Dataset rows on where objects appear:
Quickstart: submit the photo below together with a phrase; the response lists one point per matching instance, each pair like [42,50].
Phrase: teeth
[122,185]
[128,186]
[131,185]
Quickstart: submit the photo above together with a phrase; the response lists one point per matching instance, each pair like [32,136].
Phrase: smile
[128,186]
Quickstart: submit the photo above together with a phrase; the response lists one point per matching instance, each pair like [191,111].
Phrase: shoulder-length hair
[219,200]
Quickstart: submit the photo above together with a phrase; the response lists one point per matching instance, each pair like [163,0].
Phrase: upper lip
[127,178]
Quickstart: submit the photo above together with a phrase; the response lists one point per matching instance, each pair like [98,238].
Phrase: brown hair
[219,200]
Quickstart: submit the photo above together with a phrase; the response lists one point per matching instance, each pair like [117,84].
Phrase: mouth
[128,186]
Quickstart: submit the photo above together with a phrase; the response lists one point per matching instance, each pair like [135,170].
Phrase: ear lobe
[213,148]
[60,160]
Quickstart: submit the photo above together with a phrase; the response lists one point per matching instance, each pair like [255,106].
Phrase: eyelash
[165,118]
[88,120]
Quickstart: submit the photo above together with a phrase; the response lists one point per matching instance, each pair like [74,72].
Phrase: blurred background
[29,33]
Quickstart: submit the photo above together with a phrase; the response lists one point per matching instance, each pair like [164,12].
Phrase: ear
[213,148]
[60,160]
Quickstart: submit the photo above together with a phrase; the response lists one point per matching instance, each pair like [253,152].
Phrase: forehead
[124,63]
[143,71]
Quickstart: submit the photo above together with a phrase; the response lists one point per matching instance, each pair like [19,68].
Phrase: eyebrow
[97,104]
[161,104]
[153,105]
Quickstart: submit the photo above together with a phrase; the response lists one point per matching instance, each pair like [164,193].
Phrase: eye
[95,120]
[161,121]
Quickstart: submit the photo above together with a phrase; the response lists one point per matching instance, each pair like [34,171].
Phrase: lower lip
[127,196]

◆ Work required
Can you write out all of the material again with "matching instance" replaced by "matching object" throughout and nothing else changed?

◆ Reply
Quickstart: submit the photo below together with a phrase; the response lists one point per matching object, each pair like [42,50].
Phrase: teeth
[122,185]
[128,186]
[131,185]
Quickstart: submit the photo above together with a phrase; the response lists one point per matching object, each pair like [32,136].
Phrase: smile
[128,186]
Quickstart: submit the photo above together with a phrase; the response lists one point per matching object, each pair like [191,111].
Phrase: shoulder-length hair
[219,200]
Quickstart: submit the photo above together with a phrase; the response lists one point per matching object, each pair like [163,0].
Phrase: upper lip
[127,178]
Quickstart: submit the photo above together with a phrase; the response lists one point per matching object, each pair like [98,238].
Phrase: brown hair
[219,200]
Quickstart: submit the photo above together with a phrase; the response lists one point per matching object, each pair like [117,84].
Phrase: mouth
[128,186]
Quickstart: submit the photo above together with a phrase; the response lists one point per matching object, each pair like [135,170].
Phrase: ear lobe
[213,148]
[60,160]
Quickstart: submit the photo above together with a phrase; the response lists one point per matching object, each pair like [255,106].
Phrase: eyelash
[165,118]
[88,120]
Quickstart: submit the photo above together with a phrase; the response lists one point per matching object, each pair like [74,72].
Phrase: blurred background
[29,33]
Quickstart: submit the photo above together with a phrase; the response lists one point per matching object, each pair like [164,12].
Phrase: ear
[213,148]
[60,160]
Quickstart: submit the photo above together with a phrase; the response lists one point per matching object, each pair like [253,152].
Phrase: forehead
[124,63]
[143,71]
Quickstart: submit the photo above together with a phrase; the response lists one point per matching object, each pair like [19,68].
Phrase: eyebrow
[97,104]
[161,104]
[153,105]
Quickstart: submit the photo above together with a phrase; the response lists one point per matching object, each pair like [164,193].
Phrase: eye
[95,120]
[161,121]
Quickstart: submit the photo above together with a phrase; the response lists one point per matching object, each pair like [34,171].
Phrase: lower lip
[127,196]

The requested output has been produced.